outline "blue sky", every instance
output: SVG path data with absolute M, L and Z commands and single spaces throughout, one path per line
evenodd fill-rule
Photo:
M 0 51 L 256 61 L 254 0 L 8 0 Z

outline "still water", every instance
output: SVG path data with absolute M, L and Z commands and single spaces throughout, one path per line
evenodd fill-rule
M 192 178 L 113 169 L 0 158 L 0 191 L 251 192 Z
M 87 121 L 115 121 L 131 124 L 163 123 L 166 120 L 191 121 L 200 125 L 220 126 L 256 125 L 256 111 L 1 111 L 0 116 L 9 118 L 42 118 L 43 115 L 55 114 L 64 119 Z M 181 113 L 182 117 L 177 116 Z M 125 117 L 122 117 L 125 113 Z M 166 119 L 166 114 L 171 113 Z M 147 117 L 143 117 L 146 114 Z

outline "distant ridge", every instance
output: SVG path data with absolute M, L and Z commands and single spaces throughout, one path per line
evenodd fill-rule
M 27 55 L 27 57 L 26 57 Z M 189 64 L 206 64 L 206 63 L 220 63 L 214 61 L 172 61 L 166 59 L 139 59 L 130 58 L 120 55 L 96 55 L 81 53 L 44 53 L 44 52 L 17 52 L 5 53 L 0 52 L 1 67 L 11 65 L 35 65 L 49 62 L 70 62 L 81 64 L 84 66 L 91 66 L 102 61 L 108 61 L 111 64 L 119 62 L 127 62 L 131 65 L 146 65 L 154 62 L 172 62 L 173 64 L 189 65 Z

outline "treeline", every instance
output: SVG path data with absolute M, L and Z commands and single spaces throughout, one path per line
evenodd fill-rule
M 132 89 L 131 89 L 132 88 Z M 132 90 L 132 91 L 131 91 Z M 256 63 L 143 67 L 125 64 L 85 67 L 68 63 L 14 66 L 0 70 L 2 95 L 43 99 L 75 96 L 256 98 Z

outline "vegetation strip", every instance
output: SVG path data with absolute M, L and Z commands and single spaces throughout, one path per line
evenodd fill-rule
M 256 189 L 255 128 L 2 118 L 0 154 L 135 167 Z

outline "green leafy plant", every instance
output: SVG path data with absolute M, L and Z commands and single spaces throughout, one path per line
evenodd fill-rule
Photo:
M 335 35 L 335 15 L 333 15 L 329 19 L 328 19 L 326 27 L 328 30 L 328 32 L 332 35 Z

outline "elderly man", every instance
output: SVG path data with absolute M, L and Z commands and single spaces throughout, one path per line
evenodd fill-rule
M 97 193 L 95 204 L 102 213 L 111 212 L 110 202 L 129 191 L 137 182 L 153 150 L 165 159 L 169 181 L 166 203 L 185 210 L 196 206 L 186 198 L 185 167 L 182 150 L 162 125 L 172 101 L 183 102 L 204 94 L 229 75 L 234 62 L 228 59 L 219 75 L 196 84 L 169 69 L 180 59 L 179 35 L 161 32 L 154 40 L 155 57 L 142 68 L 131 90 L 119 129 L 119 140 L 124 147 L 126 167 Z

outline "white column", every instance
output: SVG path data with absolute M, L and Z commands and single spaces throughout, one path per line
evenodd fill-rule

◇ ◇ ◇ ◇ ◇

» TASK STATEMENT: Rewrite the entries from their start through the line containing "M 0 51 L 256 61 L 254 0 L 8 0 Z", both ends included, keeping the requests and multiplying every coordinate in the answer paths by 0.95, rounded to whole numbers with halves going up.

» WRITTEN ANSWER:
outline "blue sky", every instance
output: SVG path data with absolute M, L and Z commands and single spaces throughout, one path per line
evenodd fill-rule
Photo:
M 0 48 L 243 58 L 241 0 L 8 0 Z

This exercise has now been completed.